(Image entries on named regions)

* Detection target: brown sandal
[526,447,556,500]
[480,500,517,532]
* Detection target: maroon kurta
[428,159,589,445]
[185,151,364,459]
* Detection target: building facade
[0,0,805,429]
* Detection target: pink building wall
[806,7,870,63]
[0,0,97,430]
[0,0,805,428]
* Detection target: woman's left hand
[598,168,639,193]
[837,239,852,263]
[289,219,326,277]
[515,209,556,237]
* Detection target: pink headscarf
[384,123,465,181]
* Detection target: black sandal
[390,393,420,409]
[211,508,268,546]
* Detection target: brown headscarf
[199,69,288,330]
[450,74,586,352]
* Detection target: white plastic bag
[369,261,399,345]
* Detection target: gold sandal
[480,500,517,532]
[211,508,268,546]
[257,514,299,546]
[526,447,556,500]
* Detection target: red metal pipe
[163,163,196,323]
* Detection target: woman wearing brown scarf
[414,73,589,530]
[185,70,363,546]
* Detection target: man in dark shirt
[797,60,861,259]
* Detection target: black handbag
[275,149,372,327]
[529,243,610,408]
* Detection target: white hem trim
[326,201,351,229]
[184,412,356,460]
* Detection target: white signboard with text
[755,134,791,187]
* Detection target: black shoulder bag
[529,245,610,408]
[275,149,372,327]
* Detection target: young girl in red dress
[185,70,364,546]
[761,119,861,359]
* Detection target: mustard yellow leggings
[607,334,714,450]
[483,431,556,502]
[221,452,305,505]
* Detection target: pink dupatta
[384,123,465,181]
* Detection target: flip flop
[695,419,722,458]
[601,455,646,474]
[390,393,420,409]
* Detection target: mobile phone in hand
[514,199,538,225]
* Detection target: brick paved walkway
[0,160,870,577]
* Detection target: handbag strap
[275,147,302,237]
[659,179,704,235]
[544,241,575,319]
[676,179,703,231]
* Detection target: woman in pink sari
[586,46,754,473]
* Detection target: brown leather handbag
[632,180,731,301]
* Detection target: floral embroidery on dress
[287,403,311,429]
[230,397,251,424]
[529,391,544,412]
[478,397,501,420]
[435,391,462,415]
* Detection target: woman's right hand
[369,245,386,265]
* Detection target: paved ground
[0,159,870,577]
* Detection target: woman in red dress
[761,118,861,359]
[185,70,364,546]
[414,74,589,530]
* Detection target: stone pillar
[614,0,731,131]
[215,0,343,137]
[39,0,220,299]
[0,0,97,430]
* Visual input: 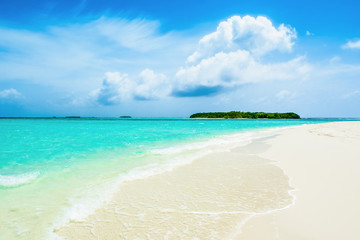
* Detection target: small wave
[0,172,40,187]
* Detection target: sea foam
[0,172,40,187]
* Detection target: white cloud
[276,90,296,101]
[135,69,171,100]
[174,16,311,96]
[94,72,134,105]
[342,90,360,99]
[306,30,314,36]
[187,16,296,64]
[91,69,171,105]
[342,40,360,49]
[0,88,22,100]
[0,17,195,91]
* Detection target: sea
[0,118,348,240]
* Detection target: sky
[0,0,360,118]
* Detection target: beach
[54,121,360,240]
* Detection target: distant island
[190,111,300,119]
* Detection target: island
[190,111,300,119]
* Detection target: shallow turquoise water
[0,118,346,239]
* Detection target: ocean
[0,118,338,240]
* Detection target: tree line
[190,111,300,119]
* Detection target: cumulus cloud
[187,16,296,64]
[135,69,171,100]
[306,30,314,36]
[94,72,134,105]
[0,88,22,100]
[173,16,311,97]
[342,40,360,49]
[91,69,171,105]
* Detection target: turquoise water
[0,118,344,239]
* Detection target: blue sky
[0,0,360,117]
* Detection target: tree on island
[190,111,300,119]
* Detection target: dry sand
[238,122,360,240]
[55,122,360,240]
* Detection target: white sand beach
[55,121,360,240]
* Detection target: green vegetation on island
[190,111,300,119]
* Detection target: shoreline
[55,122,358,239]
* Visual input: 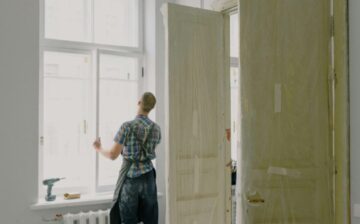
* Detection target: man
[93,92,161,224]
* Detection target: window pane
[42,52,92,189]
[94,0,139,47]
[230,13,239,58]
[98,55,138,186]
[45,0,90,42]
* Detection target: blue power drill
[43,177,65,201]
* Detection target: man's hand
[93,137,123,160]
[93,137,101,152]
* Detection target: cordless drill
[43,178,65,201]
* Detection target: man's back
[114,115,161,178]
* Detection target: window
[39,0,143,197]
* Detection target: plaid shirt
[114,115,161,178]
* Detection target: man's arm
[93,138,124,160]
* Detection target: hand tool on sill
[43,177,65,201]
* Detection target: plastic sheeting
[237,0,334,224]
[162,4,231,224]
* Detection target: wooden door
[237,0,334,224]
[163,4,231,224]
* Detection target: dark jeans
[119,170,159,224]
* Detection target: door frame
[212,0,351,224]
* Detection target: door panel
[237,0,333,224]
[163,4,231,224]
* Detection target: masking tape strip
[267,166,301,178]
[274,83,281,113]
[193,110,199,137]
[194,155,201,194]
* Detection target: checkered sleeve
[114,123,129,145]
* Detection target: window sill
[30,192,163,211]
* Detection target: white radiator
[63,210,110,224]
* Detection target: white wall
[174,0,214,9]
[0,0,170,224]
[349,0,360,224]
[0,0,40,224]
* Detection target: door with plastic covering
[237,0,333,224]
[162,4,231,224]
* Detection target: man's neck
[137,112,149,117]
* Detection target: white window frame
[95,49,144,192]
[38,0,145,198]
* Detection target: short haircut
[141,92,156,113]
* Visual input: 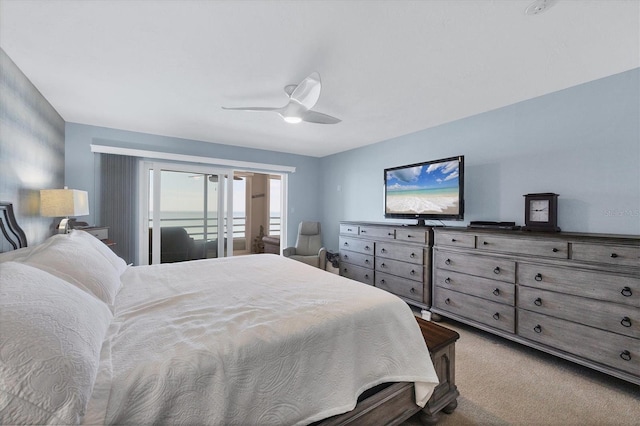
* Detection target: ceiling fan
[222,72,342,124]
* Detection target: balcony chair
[282,222,327,270]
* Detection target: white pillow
[0,262,112,424]
[22,234,122,305]
[69,229,127,275]
[0,243,33,263]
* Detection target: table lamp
[40,186,89,234]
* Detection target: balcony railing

WHAT IS REQUIRED: Render the listing above as a Markdown table with the columns "Number" and "Text": one row per line, numbered in order, with blank lines skipped. Cover the whole listing, but leave the pictures out.

ANSWER:
| Number | Text |
|---|---|
| 1 | * Detection target: brown sandal |
| 2 | [526,447,556,500] |
| 3 | [480,500,517,532] |
| 4 | * Detection target: maroon kurta |
| 5 | [428,159,589,445] |
| 6 | [185,151,364,459] |
| 7 | * Detection target: building facade |
| 8 | [0,0,805,429] |
| 9 | * Detection target: pink building wall |
| 10 | [806,7,870,63] |
| 11 | [0,0,97,430] |
| 12 | [0,0,805,428] |
| 13 | * Detection target: woman's left hand |
| 14 | [598,168,639,193] |
| 15 | [837,239,852,263] |
| 16 | [289,219,326,277] |
| 17 | [515,209,556,237] |
| 18 | * Detection target: pink headscarf |
| 19 | [384,123,465,181] |
| 20 | * Detection target: black sandal |
| 21 | [390,393,420,409] |
| 22 | [211,508,268,546] |
| 23 | * Detection target: brown headscarf |
| 24 | [199,69,288,330] |
| 25 | [450,74,586,352] |
| 26 | * Detection target: white plastic bag |
| 27 | [369,261,399,345] |
| 28 | * Detection target: gold sandal |
| 29 | [480,500,517,532] |
| 30 | [211,508,268,546] |
| 31 | [257,514,299,546] |
| 32 | [526,447,556,500] |
| 33 | * Detection target: red metal pipe |
| 34 | [163,163,196,323] |
| 35 | * Detection target: woman wearing brown scarf |
| 36 | [414,73,589,530] |
| 37 | [185,70,363,546] |
| 38 | * Detection target: man in dark shirt |
| 39 | [797,60,861,259] |
| 40 | * Detection target: black handbag |
| 41 | [275,149,372,327] |
| 42 | [529,243,610,408] |
| 43 | * Detection target: white hem trim |
| 44 | [326,201,351,229] |
| 45 | [184,412,356,460] |
| 46 | * Detection target: white signboard with text |
| 47 | [755,134,791,187] |
| 48 | * Detection target: black shoulder bag |
| 49 | [529,245,610,408] |
| 50 | [275,149,372,327] |
| 51 | * Detection target: young girl in red dress |
| 52 | [185,70,364,546] |
| 53 | [761,119,861,359] |
| 54 | * Detection target: mustard yellow leggings |
| 55 | [607,334,714,450] |
| 56 | [483,431,556,502] |
| 57 | [221,452,305,505] |
| 58 | * Detection target: pink dupatta |
| 59 | [384,123,465,181] |
| 60 | * Detection target: flip flop |
| 61 | [695,419,722,458] |
| 62 | [601,455,646,474] |
| 63 | [390,393,420,409] |
| 64 | * Detection target: mobile phone in hand |
| 65 | [514,199,538,225] |
| 66 | * Detection target: brick paved walkway |
| 67 | [0,160,870,577] |
| 68 | * Detection target: handbag strap |
| 69 | [275,147,302,237] |
| 70 | [659,179,704,235] |
| 71 | [544,241,575,319] |
| 72 | [676,179,703,231] |
| 73 | * Detection target: woman in pink sari |
| 74 | [586,46,754,473] |
| 75 | * Detection target: brown leather handbag |
| 76 | [632,180,731,301] |
| 77 | * Detection target: floral embroidery on dress |
| 78 | [287,403,311,429] |
| 79 | [230,397,251,424] |
| 80 | [529,391,544,412] |
| 81 | [478,397,501,420] |
| 82 | [435,391,462,415] |
| 83 | * Detection target: woman's right hand |
| 84 | [369,245,386,265] |
| 85 | * Detection target: paved ground |
| 86 | [0,159,870,577] |
| 87 | * Detection target: woman in red dress |
| 88 | [761,118,861,359] |
| 89 | [185,70,364,546] |
| 90 | [414,74,589,530] |
| 91 | * Detection target: stone pillar |
| 92 | [614,0,731,131] |
| 93 | [215,0,343,137] |
| 94 | [39,0,220,299] |
| 95 | [0,0,97,430] |
| 96 | * Visual input:  |
| 97 | * Detection target: small wave |
| 98 | [0,172,40,187] |
| 99 | * Detection target: sea foam |
| 100 | [0,172,40,187] |
| 101 | * Detection target: white cloud |
| 102 | [276,90,296,101] |
| 103 | [135,69,171,100] |
| 104 | [174,16,311,96] |
| 105 | [94,72,134,105] |
| 106 | [342,90,360,99] |
| 107 | [306,30,314,36] |
| 108 | [187,16,296,64] |
| 109 | [91,69,171,105] |
| 110 | [342,40,360,49] |
| 111 | [0,88,22,100] |
| 112 | [0,17,195,91] |
| 113 | * Detection target: sea |
| 114 | [0,118,348,240] |
| 115 | * Detection target: sky |
| 116 | [0,0,360,118] |
| 117 | * Detection target: beach |
| 118 | [54,121,360,240] |
| 119 | * Detection target: distant island |
| 120 | [190,111,300,119] |
| 121 | * Detection target: island |
| 122 | [190,111,300,119] |
| 123 | * Detection target: shallow turquoise water |
| 124 | [0,118,346,239] |
| 125 | * Detection target: ocean |
| 126 | [0,118,338,240] |
| 127 | * Detection target: tree line |
| 128 | [190,111,300,119] |
| 129 | * Detection target: cumulus cloud |
| 130 | [187,16,296,64] |
| 131 | [135,69,171,100] |
| 132 | [306,30,314,36] |
| 133 | [94,72,134,105] |
| 134 | [0,88,22,100] |
| 135 | [173,16,311,97] |
| 136 | [342,40,360,49] |
| 137 | [91,69,171,105] |
| 138 | * Detection target: turquoise water |
| 139 | [0,118,344,239] |
| 140 | * Detection target: blue sky |
| 141 | [0,0,360,117] |
| 142 | * Detection target: tree on island |
| 143 | [190,111,300,119] |
| 144 | * Detection target: dry sand |
| 145 | [238,122,360,240] |
| 146 | [55,122,360,240] |
| 147 | * Detection target: white sand beach |
| 148 | [55,121,360,240] |
| 149 | * Detection target: green vegetation on island |
| 150 | [190,111,300,119] |
| 151 | * Detection target: shoreline |
| 152 | [55,122,358,239] |
| 153 | * Visual input:  |
| 154 | * Detection target: man |
| 155 | [93,92,161,224] |
| 156 | * Detection target: window pane |
| 157 | [42,52,92,189] |
| 158 | [94,0,139,47] |
| 159 | [230,13,239,58] |
| 160 | [98,55,138,186] |
| 161 | [45,0,90,42] |
| 162 | * Detection target: blue power drill |
| 163 | [43,177,65,201] |
| 164 | * Detection target: man's hand |
| 165 | [93,137,123,160] |
| 166 | [93,137,101,152] |
| 167 | * Detection target: cordless drill |
| 168 | [43,178,65,201] |
| 169 | * Detection target: man's back |
| 170 | [114,115,161,178] |
| 171 | * Detection target: window |
| 172 | [39,0,143,197] |
| 173 | * Detection target: plaid shirt |
| 174 | [114,115,161,178] |
| 175 | * Detection target: man's arm |
| 176 | [93,138,124,160] |
| 177 | * Detection target: hand tool on sill |
| 178 | [43,177,65,201] |
| 179 | * Detection target: plastic sheeting |
| 180 | [237,0,334,224] |
| 181 | [162,4,231,224] |
| 182 | * Detection target: wooden door |
| 183 | [237,0,334,224] |
| 184 | [163,4,231,224] |
| 185 | * Detection target: dark jeans |
| 186 | [119,170,159,224] |
| 187 | * Detection target: door frame |
| 188 | [212,0,351,224] |
| 189 | * Detection target: door panel |
| 190 | [237,0,333,224] |
| 191 | [163,4,231,224] |
| 192 | * Detection target: masking tape strip |
| 193 | [267,166,301,178] |
| 194 | [274,83,281,113] |
| 195 | [193,110,199,137] |
| 196 | [194,155,201,194] |
| 197 | * Detection target: checkered sleeve |
| 198 | [114,123,129,145] |
| 199 | * Detection target: window sill |
| 200 | [30,192,163,211] |
| 201 | * Detection target: white radiator |
| 202 | [63,210,110,224] |
| 203 | * Detection target: white wall |
| 204 | [174,0,214,9] |
| 205 | [0,0,170,224] |
| 206 | [349,0,360,224] |
| 207 | [0,0,40,224] |
| 208 | * Detection target: door with plastic covering |
| 209 | [237,0,333,224] |
| 210 | [162,4,231,224] |
| 211 | * Detection target: man's neck |
| 212 | [137,112,149,117] |
| 213 | * Detection target: white window frame |
| 214 | [95,49,144,192] |
| 215 | [38,0,145,198] |
| 216 | * Detection target: short haircut |
| 217 | [141,92,156,113] |
| 218 | * Visual input:  |
| 219 | * Detection target: ceiling fan |
| 220 | [222,72,342,124] |
| 221 | * Detection target: balcony chair |
| 222 | [282,222,327,270] |
| 223 | * Detection target: white pillow |
| 224 | [0,262,112,424] |
| 225 | [22,234,122,305] |
| 226 | [69,229,127,275] |
| 227 | [0,243,33,263] |
| 228 | * Detection target: table lamp |
| 229 | [40,186,89,234] |
| 230 | * Detection target: balcony railing |